Continuing Education Requirements for Michigan Plumbers
Michigan plumbers holding active licenses are subject to mandatory continuing education (CE) requirements administered by the Michigan Department of Licensing and Regulatory Affairs (LARA). These requirements govern license renewal eligibility across master plumber, journeyman plumber, and plumbing contractor classifications, and non-compliance results in license lapse or denial of renewal. This page describes the structure of Michigan's plumbing CE framework, the categories of qualifying education, and the boundaries that determine which licensees are affected and which circumstances fall outside standard CE obligations.
Definition and scope
Continuing education for Michigan plumbers refers to the post-licensure training hours required to maintain an active plumbing license in good standing. Under Michigan's Occupational Code (MCL 339.601 et seq.) and the rules promulgated by LARA's Bureau of Construction Codes, licensed plumbers must complete CE as a condition of biennial license renewal. The CE requirement applies specifically to:
- Master Plumbers — individuals holding a master plumber license issued by LARA
- Journeyman Plumbers — individuals holding a journeyman plumber license issued by LARA
- Plumbing Contractors — business entities whose qualifying officer holds an active master plumber license
The CE framework is distinct from apprenticeship training, pre-licensure education, or examination preparation. It does not apply to unlicensed workers operating under supervision on permitted jobsites, nor does it govern inspection personnel under separate municipal or county certification tracks.
Michigan's CE requirements are anchored to the state plumbing code cycle and are reviewed when the Michigan Plumbing Code is updated. The Michigan Plumbing Code adopts and amends the Uniform Plumbing Code (UPC) published by the International Association of Plumbing and Mechanical Officials (IAPMO). Code adoption cycles influence the content and timing of CE curriculum updates.
For full regulatory context governing how CE requirements sit within the broader licensing framework, see Regulatory Context for Michigan Plumbing.
Geographic scope: This page covers CE obligations under Michigan state law as administered by LARA. It does not address CE requirements in bordering states (Indiana, Ohio, Wisconsin, Minnesota), federal licensing frameworks, or municipality-specific certification programs that operate independently of LARA's jurisdiction. Reciprocity agreements with other states, where they exist, carry separate CE recognition rules not covered here.
How it works
Michigan plumbing licenses operate on a 3-year renewal cycle administered by LARA. Continuing education hours must be completed within the renewal period prior to license expiration. The standard CE obligation for licensed plumbers is 6 hours per renewal cycle, as structured under LARA's licensing rules for the skilled trades.
The CE process follows this sequence:
- License renewal notice — LARA issues renewal reminders to the address of record. Licensees bear responsibility for tracking their renewal date regardless of whether a notice is received.
- Course completion — Licensees complete CE through LARA-approved providers. Approved providers include trade associations, community colleges, and accredited private training organizations that have obtained LARA course approval.
- Documentation — The CE provider issues a certificate of completion. Licensees retain this documentation; LARA may audit compliance.

• _Data excerpts_
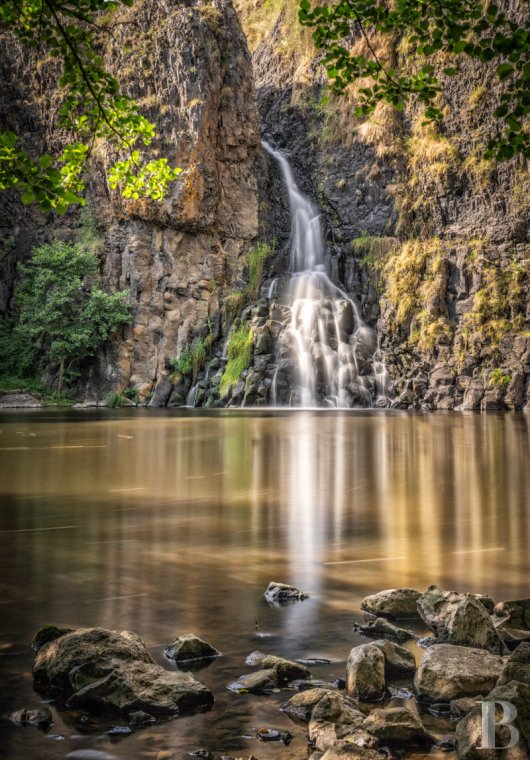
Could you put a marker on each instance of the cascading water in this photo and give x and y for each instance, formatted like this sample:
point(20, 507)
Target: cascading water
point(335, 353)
* * *
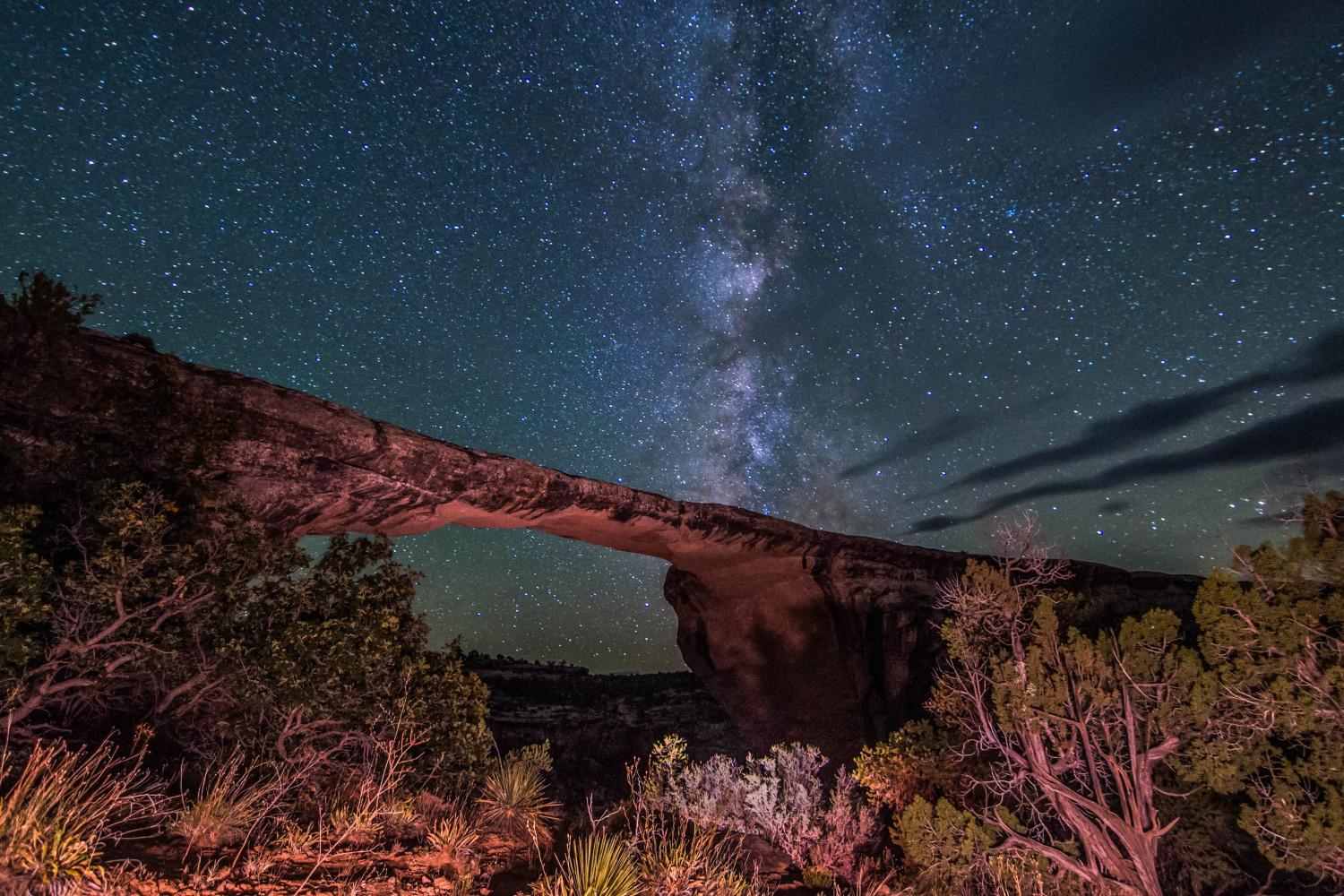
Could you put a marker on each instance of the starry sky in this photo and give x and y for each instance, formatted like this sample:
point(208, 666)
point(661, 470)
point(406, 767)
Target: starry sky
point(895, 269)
...
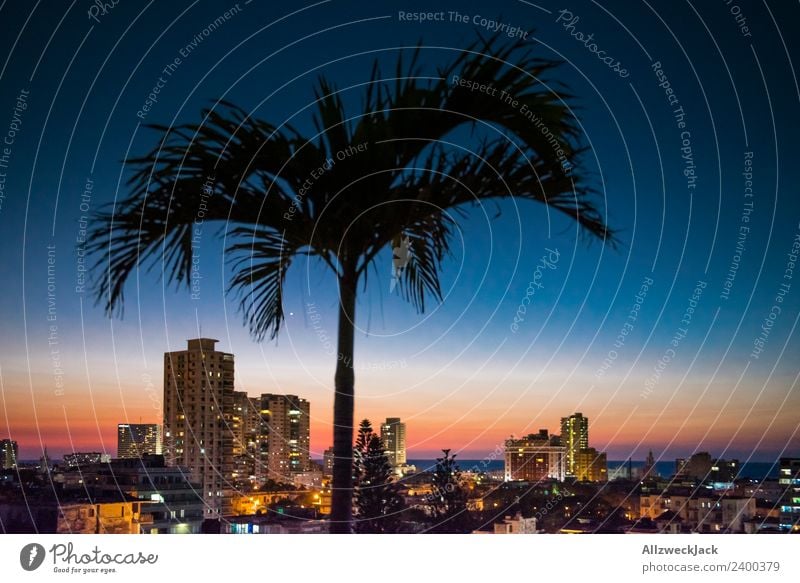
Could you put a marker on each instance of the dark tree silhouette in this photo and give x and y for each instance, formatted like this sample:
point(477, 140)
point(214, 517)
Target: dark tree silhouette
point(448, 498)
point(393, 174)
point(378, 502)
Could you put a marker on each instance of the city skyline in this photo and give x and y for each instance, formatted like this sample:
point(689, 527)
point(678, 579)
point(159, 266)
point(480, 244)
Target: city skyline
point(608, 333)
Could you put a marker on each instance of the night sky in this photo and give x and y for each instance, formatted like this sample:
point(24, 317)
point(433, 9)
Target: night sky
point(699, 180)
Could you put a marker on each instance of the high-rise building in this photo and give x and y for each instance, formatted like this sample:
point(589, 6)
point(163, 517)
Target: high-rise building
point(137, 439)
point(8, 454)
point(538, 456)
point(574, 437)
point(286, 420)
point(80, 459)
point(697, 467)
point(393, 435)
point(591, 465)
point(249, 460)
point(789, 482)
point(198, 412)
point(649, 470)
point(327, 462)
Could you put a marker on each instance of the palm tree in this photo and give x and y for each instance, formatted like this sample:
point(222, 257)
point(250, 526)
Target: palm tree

• _Problem set_
a - In the page on continuing education for Michigan plumbers, which agency administers the requirements?
b - Write out the records from the line with "Could you put a marker on each instance of the cascading" up to and including the line with "point(335, 353)". Move every coordinate in the answers by adding 124 to it, and leave the rest unchanged.
The text has no connection to the records.

• _Written answers_
a - The Michigan Department of Licensing and Regulatory Affairs (LARA).

b -
Could you put a marker on each instance of the cascading water in this photo and give x and y for each instance, formatted like this sample:
point(20, 507)
Target: cascading water
point(459, 477)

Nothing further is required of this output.